Arbeitsauftrag 1
Sammle aus den Datensätzen jede Zeile, in der die Zeichenfolge „positive“ vorkommt, und schreibe diese Zeilen unverändert ab.

Textauszug

Georg Preyll pachtet die Windmühle 1657 von Hans Georg von Plötz, dem Besitzer des Rittergutes. Von 1662 bis 1715 sind die folgenden Pächter in der Chronik aufgeführt: Hans Hindel, Martin Sommer, Christian Laue, Samuel Dietrich. Im Jahre 1672 gibt es im Kirchenbuch dann den ersten Hinweis auf eine Mühle.

UNFALL

Am 25. Februar 1710 ereignet sich in der Mühle ein tragischer Unfall. Der 41-jährige Körlitzer Bauer Jacob Delling kommt ums Leben, als er beim Kornmahlen vom Kammrade ergriffen und zerquetscht wird. Seine Beerdigung erfolgt am 03. März in Körlitz.

LUGENHEIMS - NEUE BESITZER

Michael Lugenheim ist ab 1721 Besitzer der Mühle. Er und sein Sohn werden 1733 außerdem vom Wurzener Stiftsrat Joachim Siegmund von Plötz von Hans Haubold von Lüttichau beauftragt, eine Mühle auf dem Rittergutsgelände im Nachbarort Zschorna zu bauen, da der Vater bereits die Kühnitzscher betreibt und dessen Untertan ist.
Laut dem Alphabetische[n] Verzeichnis aller in dem Churfürstenthum Sachsen und in denen dazu gehörigen incorporirten Landen befindlichen Schrift- und Amtsäßigen [...] von 1791 wissen wir, dass die Mühle zu dieser Zeit einen Mahlgang besitzt.

 

 

Über die heutige Mühle

 

Erst 1812 wird unsere jetzige Mühle erbaut. Die im Bockgestell der Mühle eingestämmte Jahreszahl MDCCCXII bestätigt dies. Johann Gottlob Lugenheim kauft die neue Mühle im darauffolgenden Jahr von Johann Gottlob Heyde für den Preis von 442 Thalern, 23 Groschen und 8 Pfennigen. Es könnte also sein, dass dieser nach Michael Lugenheim der Müller der Mühle war, zumindest war sie in Heyde's Besitz. Es wird geschildert, dass die Mühle zwei Mahlgänge besitzt. Zur Mühle gehören: ein Wohnhaus, ein Auszugshaus und Scheune, außerdem vier Acker, 20 Ruten Feld in der Kühnitzscher Flur, ein Acker, 216 Ruten Feld in der Falkenhainer Flur, ein Acker, 17 Ruten Feld in der Trebelshainer Flur.
Am 5. Dezember 1823 stirbt die Müllersfrau Johanna Sophie Lugenheim (geb. Sliex). Da nun auch am 08. April 1845 der Müller Johann Gottlob Lugenheim verstirbt, wird die Mühle am 20. Juni 1845 versteigert. Ergebnis sind 366,25 Thaler für das Land und 952,75 Thaler für Mühle und Gebäude.

FAMILIE HIRSCH

Johann Gottlieb Hirsch kauft die Mühle am 25. Oktober 1868 für 790 Thaler. Dieser erste Müller der Familie Hirsch stammt aus Belgern im Kreis Torgau. Nach seinem Tod heiratet seine Witwe den Müller Karl Löwe aus Bockwitz, Kreis Torgau. Bezeichnend ist, dass die Mühle in all den Jahren „in der Familie“ blieb und nie Fremde in ihren Besitz gelangten. Am 19. Juni 1878 schlägt ein kalter Blitz in die Mühle ein.

Datensätze
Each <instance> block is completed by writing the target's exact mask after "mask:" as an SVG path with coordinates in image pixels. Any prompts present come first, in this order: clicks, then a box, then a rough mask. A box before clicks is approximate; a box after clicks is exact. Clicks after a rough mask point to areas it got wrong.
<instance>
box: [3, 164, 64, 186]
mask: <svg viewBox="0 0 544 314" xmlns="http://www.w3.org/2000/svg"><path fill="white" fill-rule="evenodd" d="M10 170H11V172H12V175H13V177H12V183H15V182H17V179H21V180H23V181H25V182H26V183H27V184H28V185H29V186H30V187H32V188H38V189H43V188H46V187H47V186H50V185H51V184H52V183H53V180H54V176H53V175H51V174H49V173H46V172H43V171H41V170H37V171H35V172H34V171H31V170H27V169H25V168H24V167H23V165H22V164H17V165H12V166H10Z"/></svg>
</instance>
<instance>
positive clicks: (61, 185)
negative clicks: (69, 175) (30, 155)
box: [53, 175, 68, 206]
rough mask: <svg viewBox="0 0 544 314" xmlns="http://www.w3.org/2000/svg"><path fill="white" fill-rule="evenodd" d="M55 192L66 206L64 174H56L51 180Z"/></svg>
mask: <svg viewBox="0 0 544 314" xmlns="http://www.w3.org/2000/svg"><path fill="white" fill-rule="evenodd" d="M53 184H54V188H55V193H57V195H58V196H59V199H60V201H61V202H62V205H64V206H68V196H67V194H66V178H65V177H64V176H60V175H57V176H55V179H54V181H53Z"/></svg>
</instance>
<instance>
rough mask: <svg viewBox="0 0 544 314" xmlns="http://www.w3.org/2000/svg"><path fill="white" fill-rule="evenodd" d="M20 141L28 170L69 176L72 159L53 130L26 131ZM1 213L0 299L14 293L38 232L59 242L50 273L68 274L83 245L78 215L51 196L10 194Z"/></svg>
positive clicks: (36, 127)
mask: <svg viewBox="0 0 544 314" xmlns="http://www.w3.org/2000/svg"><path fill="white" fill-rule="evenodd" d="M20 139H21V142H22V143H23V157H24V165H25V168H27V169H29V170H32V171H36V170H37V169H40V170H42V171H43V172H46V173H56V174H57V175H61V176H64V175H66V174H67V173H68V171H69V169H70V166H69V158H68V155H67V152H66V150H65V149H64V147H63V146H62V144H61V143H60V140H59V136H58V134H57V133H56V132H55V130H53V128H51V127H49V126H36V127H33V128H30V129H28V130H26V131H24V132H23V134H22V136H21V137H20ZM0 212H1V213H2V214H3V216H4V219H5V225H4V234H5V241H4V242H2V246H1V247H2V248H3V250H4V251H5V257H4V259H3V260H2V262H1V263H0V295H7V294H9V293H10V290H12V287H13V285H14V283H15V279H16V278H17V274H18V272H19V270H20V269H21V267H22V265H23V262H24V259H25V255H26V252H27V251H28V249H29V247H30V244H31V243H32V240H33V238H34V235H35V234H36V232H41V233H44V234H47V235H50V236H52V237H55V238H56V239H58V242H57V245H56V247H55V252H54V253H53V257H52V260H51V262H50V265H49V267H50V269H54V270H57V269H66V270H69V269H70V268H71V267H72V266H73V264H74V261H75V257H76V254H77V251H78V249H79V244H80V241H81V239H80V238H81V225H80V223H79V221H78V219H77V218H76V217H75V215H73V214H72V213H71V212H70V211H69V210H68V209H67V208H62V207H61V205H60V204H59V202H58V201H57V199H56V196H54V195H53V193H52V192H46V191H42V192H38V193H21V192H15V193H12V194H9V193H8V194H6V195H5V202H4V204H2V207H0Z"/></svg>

Arbeitsauftrag 2
Gib aus dem Textauszug über die Mühle alles von „Johann Gottlieb Hirsch“ bis hinunter zu „die Mühle ein.“ wortgetreu wieder.

Übungsergebnis 1
positive clicks: (61, 185)
positive clicks: (36, 127)

Übungsergebnis 2
Johann Gottlieb Hirsch kauft die Mühle am 25. Oktober 1868 für 790 Thaler. Dieser erste Müller der Familie Hirsch stammt aus Belgern im Kreis Torgau. Nach seinem Tod heiratet seine Witwe den Müller Karl Löwe aus Bockwitz, Kreis Torgau. Bezeichnend ist, dass die Mühle in all den Jahren „in der Familie“ blieb und nie Fremde in ihren Besitz gelangten. Am 19. Juni 1878 schlägt ein kalter Blitz in die Mühle ein.